• _WRITTEN PROBLEM 1_
Please convert the records from the line with "Tag the long" to the line with "[(202, 338)]", both included, into a JSON list of strings with one string per line and blank lines omitted.

• _READING PASSAGE_

******************************

While I've planted out a lot of canavalia as a ground cover crop it hasn't come on enough to do much covering. But the Dog Bane--coleus canina -- is doing a great job. I've got it all over , hither and yon.
When planting out seedlings, all I do is hack a space by cutting back the Dog Bane and plant in the clearing. Some time I uproot a bit and chuck it -- but it is an easy plant to play with. 

My pigfaces haven't come on much this year  but there and here, I've got some keen canna indica and aloe vera. Like with the Dog Bane, I chop back the canna for mulch. 

I've also divided up some vetiver grass and planted that in a few spots among the veg. I'm not sure of the consequences but it will serve as mulch material and offer shade. As it is, the Pigeon Pea bushes are now shade functioning. 

This time of year I can plant in the valleys between the mounds with greater confidence. Furthermore the soil has come on enough that these depressions are becoming more fertile with a better water holding capacity.

******************************

• _WRITTEN PROBLEM 2_
Carry the garden notes on from their final sentence.

Position identification records:
******************************

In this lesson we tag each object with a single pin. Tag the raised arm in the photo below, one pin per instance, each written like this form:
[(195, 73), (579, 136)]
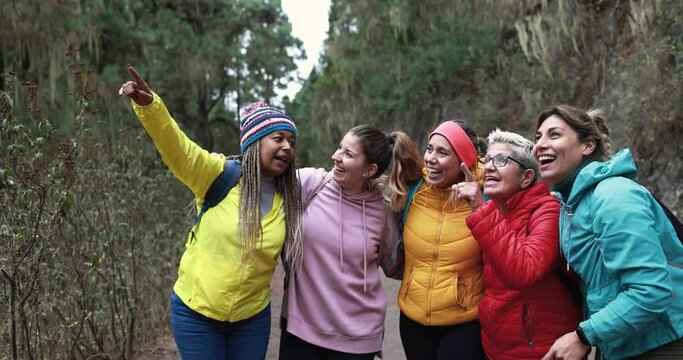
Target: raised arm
[(191, 164)]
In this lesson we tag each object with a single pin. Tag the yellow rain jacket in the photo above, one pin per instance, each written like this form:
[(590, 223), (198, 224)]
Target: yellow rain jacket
[(443, 280), (213, 280)]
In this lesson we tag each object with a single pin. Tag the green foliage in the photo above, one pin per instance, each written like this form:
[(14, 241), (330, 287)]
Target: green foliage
[(406, 65), (392, 63), (88, 246), (93, 224)]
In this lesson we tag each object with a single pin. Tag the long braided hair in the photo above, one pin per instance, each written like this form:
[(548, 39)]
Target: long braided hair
[(249, 222)]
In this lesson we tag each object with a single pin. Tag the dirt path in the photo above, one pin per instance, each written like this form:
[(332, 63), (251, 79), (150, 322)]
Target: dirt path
[(164, 347)]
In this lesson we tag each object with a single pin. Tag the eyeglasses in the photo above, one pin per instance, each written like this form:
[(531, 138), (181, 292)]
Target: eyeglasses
[(500, 160)]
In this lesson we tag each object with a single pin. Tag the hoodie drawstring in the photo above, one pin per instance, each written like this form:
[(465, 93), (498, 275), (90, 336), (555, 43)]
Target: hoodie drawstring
[(365, 256), (341, 236)]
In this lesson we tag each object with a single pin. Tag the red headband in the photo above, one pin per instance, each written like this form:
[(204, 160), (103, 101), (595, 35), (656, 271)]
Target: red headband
[(459, 140)]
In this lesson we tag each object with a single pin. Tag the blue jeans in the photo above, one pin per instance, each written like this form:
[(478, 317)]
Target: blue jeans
[(202, 338)]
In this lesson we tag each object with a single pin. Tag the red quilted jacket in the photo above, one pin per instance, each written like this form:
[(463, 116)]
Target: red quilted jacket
[(526, 306)]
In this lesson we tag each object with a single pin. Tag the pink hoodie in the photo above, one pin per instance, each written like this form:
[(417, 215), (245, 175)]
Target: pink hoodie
[(336, 301)]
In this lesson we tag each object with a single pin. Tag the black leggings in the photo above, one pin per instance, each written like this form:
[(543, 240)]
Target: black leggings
[(421, 342), (293, 347)]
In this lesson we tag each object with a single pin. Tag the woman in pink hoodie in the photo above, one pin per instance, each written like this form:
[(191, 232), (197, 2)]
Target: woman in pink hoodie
[(334, 307)]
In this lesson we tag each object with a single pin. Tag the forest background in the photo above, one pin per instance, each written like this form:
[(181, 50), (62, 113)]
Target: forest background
[(91, 222)]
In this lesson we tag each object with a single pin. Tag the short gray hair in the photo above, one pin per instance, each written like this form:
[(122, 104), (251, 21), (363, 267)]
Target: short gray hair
[(522, 149)]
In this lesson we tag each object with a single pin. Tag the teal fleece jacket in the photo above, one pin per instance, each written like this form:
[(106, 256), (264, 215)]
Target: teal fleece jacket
[(625, 250)]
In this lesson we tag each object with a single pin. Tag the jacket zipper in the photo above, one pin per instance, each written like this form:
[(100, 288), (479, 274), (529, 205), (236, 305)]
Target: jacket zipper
[(529, 337)]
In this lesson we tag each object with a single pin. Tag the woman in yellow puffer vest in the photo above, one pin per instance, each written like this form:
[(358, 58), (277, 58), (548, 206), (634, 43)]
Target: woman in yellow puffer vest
[(442, 281), (220, 304)]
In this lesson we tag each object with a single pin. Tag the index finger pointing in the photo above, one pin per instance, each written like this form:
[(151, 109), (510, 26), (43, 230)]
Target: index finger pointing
[(468, 174), (138, 79)]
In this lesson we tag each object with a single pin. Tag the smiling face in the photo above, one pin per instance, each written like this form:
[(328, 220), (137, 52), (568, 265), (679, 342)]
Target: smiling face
[(277, 152), (502, 182), (559, 150), (443, 165), (351, 171)]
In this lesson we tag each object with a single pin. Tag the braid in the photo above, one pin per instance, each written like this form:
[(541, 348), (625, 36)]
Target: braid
[(250, 198), (288, 185)]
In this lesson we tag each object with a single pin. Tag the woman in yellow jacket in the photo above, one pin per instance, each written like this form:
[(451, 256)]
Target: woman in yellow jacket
[(442, 281), (220, 305)]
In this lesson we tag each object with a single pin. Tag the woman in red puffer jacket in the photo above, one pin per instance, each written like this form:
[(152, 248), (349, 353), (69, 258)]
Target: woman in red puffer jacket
[(527, 303)]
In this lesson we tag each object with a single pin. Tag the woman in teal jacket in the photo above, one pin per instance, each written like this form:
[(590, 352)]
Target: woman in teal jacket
[(617, 239)]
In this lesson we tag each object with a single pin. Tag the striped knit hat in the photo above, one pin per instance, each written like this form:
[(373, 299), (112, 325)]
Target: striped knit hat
[(258, 120)]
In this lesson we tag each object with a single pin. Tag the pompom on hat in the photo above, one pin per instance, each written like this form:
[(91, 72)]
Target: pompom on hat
[(459, 140), (260, 119)]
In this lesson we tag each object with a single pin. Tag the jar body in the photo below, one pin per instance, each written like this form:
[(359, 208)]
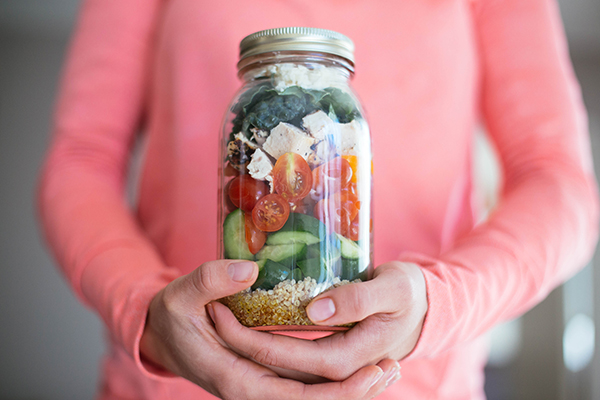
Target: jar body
[(295, 189)]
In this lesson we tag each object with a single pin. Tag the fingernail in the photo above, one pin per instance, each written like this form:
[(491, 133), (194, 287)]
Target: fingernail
[(211, 311), (321, 310), (393, 379), (241, 272), (392, 375), (376, 378)]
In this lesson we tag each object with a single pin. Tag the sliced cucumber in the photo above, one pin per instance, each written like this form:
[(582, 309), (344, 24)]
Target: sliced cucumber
[(271, 274), (287, 237), (350, 249), (304, 223), (283, 252), (261, 263), (315, 268), (234, 237)]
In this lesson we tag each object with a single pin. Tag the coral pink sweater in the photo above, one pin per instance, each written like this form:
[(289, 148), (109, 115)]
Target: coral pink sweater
[(426, 71)]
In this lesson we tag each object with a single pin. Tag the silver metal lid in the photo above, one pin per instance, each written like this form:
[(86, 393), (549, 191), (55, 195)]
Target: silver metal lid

******************************

• _REPLY 1_
[
  "In this lesson we tag each object with a single pin. Tag the long braided hair in the photo above, one pin per instance, each written like this form:",
  "[(548, 39)]",
  "Target: long braided hair",
  "[(249, 222)]",
  "In this lesson we tag each object with a single pin. Tag the dirt path in the photo above, one pin per instance, each written like this form:",
  "[(332, 63), (251, 79), (150, 322)]",
  "Target: dirt path",
  "[(164, 347)]",
  "In this lesson we tag each object with a single pin. Tag the eyeglasses in the photo above, one pin per instance, each written like this form:",
  "[(531, 138), (181, 292)]",
  "Target: eyeglasses",
  "[(500, 160)]",
  "In this lesson we tag each object with a single pin. Tag the hoodie drawstring in the photo above, one pin per instance, each written like this form:",
  "[(465, 93), (498, 275), (90, 336), (555, 43)]",
  "Target: hoodie drawstring",
  "[(365, 256), (341, 236)]",
  "In this lesson we tag each object with a single pin. Tag the red headband in the photo above, one pin per instance, each written like this form:",
  "[(204, 160), (103, 101), (595, 35), (656, 271)]",
  "Target: red headband",
  "[(459, 140)]",
  "In this lesson we tag each object with a single pin. Tag the blue jeans in the photo above, one pin per instance, each written like this form:",
  "[(478, 317)]",
  "Target: blue jeans",
  "[(202, 338)]"
]

• _REPLY 2_
Even though I've close-planted and mixed my botanics up cheek to jowl, I am surprised how much close proximity I've been able to get away with.  Since I plan to shove even more seedlings into the dirt this capacity has to be a good thing. 

Many of the terracotta pots have been ringed by worm castings. Not all, yet -- but the blackened rims  of soil hold great promise of what is a'happening underneath. This consequence -- something I did not expect -- is a great reason to not fiddle with either the pots or the mounds, nor disturb the soil too much by digging and uprooting.

The garden 'plan' is now more in my head than evident from looking at the landscape. To me it has structure -- and a pattern -- but really little separation seems evident. Any planting 'plan' is ruled by (a) the sun and shade quotient; (b) how old the mounds are and how consolidated; (c) space to plant; (d) access to aerials for climbers.

I've got beans climbing up frangipanis and pigeon peas as well as climbers clinging to  improvised  jute lines running here and there.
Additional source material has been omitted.